## [Stored data]
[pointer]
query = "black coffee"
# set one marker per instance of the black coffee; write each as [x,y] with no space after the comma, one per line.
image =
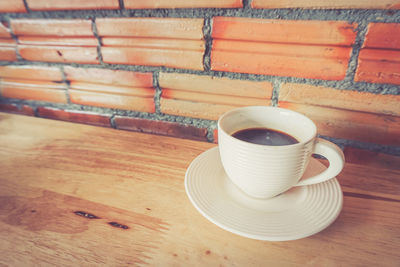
[265,136]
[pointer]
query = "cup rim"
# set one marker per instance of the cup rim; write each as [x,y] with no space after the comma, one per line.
[223,116]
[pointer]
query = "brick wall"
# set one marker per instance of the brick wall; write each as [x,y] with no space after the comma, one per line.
[173,67]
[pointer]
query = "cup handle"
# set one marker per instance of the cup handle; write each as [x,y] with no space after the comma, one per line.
[335,157]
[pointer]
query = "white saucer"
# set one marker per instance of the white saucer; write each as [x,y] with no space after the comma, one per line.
[297,213]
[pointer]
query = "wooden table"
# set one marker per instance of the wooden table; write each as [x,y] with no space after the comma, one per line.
[81,195]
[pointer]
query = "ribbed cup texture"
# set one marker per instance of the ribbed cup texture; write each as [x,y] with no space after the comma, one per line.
[263,171]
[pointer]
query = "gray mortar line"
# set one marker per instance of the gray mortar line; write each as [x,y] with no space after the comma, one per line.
[121,4]
[351,15]
[247,4]
[67,84]
[376,88]
[361,31]
[15,38]
[28,9]
[207,33]
[99,43]
[157,92]
[112,121]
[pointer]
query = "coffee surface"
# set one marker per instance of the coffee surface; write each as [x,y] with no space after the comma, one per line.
[265,136]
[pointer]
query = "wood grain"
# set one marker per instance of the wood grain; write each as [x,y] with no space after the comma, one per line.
[75,194]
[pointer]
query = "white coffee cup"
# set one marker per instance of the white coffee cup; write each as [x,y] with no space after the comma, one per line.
[264,171]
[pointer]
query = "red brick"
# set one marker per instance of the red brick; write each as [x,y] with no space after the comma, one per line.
[321,4]
[14,108]
[153,57]
[8,54]
[280,59]
[175,44]
[352,125]
[4,31]
[75,116]
[52,27]
[378,66]
[31,73]
[100,99]
[343,99]
[12,6]
[58,41]
[208,97]
[72,4]
[170,42]
[282,48]
[383,35]
[48,95]
[161,128]
[138,4]
[83,55]
[175,28]
[113,77]
[111,88]
[7,42]
[285,31]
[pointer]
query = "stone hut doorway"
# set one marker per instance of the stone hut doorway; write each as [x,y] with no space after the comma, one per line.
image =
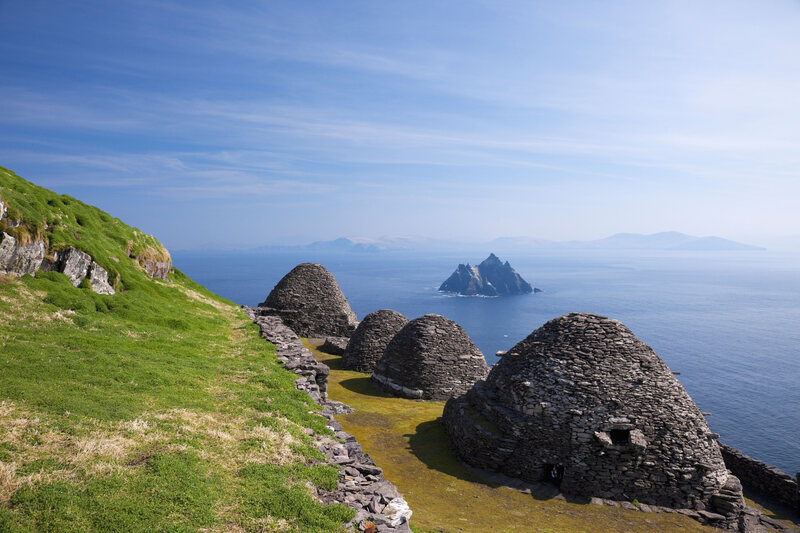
[553,473]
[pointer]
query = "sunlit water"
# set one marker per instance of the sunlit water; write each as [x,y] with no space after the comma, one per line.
[729,323]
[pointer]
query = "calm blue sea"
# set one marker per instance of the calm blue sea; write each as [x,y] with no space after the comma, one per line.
[728,322]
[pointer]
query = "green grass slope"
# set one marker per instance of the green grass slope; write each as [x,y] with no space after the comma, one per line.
[155,409]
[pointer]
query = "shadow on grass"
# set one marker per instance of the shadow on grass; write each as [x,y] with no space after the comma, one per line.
[363,386]
[429,443]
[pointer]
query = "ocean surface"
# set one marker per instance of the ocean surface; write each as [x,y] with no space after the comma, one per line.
[728,322]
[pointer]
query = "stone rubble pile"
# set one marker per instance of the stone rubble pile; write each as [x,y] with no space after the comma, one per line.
[308,300]
[370,339]
[582,401]
[763,478]
[361,485]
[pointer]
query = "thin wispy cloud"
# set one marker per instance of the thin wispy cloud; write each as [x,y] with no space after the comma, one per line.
[579,105]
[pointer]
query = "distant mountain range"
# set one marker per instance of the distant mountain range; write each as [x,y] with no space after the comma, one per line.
[667,240]
[664,241]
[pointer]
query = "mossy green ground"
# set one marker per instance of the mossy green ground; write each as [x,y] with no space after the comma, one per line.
[158,408]
[404,437]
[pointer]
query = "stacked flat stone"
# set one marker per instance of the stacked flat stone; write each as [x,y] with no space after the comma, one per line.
[431,358]
[584,393]
[310,302]
[370,339]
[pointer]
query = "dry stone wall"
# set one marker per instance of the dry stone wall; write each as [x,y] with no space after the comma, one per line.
[361,485]
[370,339]
[431,358]
[763,478]
[309,301]
[583,394]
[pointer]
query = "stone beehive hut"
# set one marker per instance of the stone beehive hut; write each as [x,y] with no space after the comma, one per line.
[369,341]
[586,396]
[309,301]
[431,358]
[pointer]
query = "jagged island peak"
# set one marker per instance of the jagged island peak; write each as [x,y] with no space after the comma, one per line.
[492,277]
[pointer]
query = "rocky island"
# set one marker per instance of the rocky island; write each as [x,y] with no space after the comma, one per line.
[490,278]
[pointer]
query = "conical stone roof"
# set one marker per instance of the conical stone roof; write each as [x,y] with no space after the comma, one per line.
[431,358]
[369,341]
[309,301]
[585,394]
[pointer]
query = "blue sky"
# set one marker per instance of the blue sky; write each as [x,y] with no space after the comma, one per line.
[245,123]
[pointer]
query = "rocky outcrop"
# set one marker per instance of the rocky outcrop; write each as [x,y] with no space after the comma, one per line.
[491,278]
[310,302]
[370,339]
[20,259]
[76,265]
[361,485]
[431,358]
[157,269]
[583,399]
[764,479]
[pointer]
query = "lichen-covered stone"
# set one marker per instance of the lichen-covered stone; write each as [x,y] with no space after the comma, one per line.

## [What this task involves]
Show each line above that contains the string "slope".

## [Solved problem]
query = "green grass slope"
# set one marker per instance of the green grass slope; write each as [x,y] with no space after the comma, one per line.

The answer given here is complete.